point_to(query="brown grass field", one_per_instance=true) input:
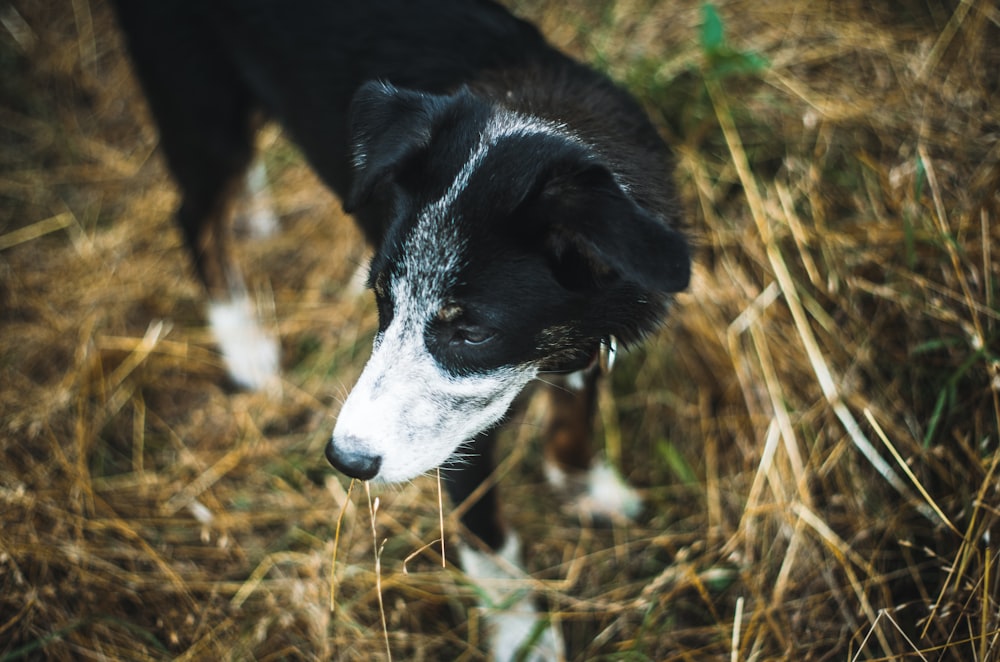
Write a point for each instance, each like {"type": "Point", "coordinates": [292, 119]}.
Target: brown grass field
{"type": "Point", "coordinates": [815, 432]}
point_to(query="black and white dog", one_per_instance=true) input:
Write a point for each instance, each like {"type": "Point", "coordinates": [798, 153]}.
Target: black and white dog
{"type": "Point", "coordinates": [519, 204]}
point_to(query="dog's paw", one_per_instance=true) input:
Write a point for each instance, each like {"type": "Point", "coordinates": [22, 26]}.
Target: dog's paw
{"type": "Point", "coordinates": [517, 630]}
{"type": "Point", "coordinates": [599, 494]}
{"type": "Point", "coordinates": [251, 354]}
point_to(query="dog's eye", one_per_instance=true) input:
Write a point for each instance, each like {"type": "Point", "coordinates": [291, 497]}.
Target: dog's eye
{"type": "Point", "coordinates": [472, 335]}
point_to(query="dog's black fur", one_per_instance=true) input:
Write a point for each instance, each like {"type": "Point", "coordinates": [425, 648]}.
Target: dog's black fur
{"type": "Point", "coordinates": [564, 228]}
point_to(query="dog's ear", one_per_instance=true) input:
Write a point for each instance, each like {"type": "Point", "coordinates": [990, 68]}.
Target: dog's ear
{"type": "Point", "coordinates": [387, 126]}
{"type": "Point", "coordinates": [594, 230]}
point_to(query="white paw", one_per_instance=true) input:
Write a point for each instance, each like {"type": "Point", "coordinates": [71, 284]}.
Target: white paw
{"type": "Point", "coordinates": [599, 493]}
{"type": "Point", "coordinates": [512, 620]}
{"type": "Point", "coordinates": [250, 353]}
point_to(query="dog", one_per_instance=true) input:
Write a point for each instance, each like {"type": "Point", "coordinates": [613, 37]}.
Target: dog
{"type": "Point", "coordinates": [519, 205]}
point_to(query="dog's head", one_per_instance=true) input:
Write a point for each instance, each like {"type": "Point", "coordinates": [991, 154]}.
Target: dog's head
{"type": "Point", "coordinates": [508, 248]}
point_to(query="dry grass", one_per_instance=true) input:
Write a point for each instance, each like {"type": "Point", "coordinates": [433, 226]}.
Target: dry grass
{"type": "Point", "coordinates": [815, 432]}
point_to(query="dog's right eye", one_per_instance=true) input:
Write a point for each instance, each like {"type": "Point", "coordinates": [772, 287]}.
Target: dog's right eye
{"type": "Point", "coordinates": [472, 335]}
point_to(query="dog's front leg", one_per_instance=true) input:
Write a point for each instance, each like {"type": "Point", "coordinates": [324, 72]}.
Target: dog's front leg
{"type": "Point", "coordinates": [595, 489]}
{"type": "Point", "coordinates": [493, 561]}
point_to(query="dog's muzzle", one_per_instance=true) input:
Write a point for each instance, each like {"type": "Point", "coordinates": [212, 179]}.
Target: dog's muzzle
{"type": "Point", "coordinates": [353, 463]}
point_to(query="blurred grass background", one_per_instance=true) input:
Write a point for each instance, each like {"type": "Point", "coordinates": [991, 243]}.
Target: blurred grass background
{"type": "Point", "coordinates": [815, 431]}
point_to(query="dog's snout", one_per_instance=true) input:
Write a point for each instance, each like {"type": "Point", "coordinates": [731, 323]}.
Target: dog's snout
{"type": "Point", "coordinates": [346, 459]}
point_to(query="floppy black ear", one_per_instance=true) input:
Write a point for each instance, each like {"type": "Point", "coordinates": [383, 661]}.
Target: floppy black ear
{"type": "Point", "coordinates": [593, 224]}
{"type": "Point", "coordinates": [387, 125]}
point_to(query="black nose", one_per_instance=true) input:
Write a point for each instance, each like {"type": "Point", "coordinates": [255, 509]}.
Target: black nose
{"type": "Point", "coordinates": [356, 464]}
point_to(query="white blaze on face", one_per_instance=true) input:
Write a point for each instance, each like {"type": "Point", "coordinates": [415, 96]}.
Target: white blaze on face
{"type": "Point", "coordinates": [406, 408]}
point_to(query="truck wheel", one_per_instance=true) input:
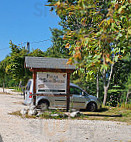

---*---

◆ **WHAT IS NEEDED**
Please state how many lines of the listing above contain the word "background", and give only the number.

◆ **WRITTEN SOLUTION**
2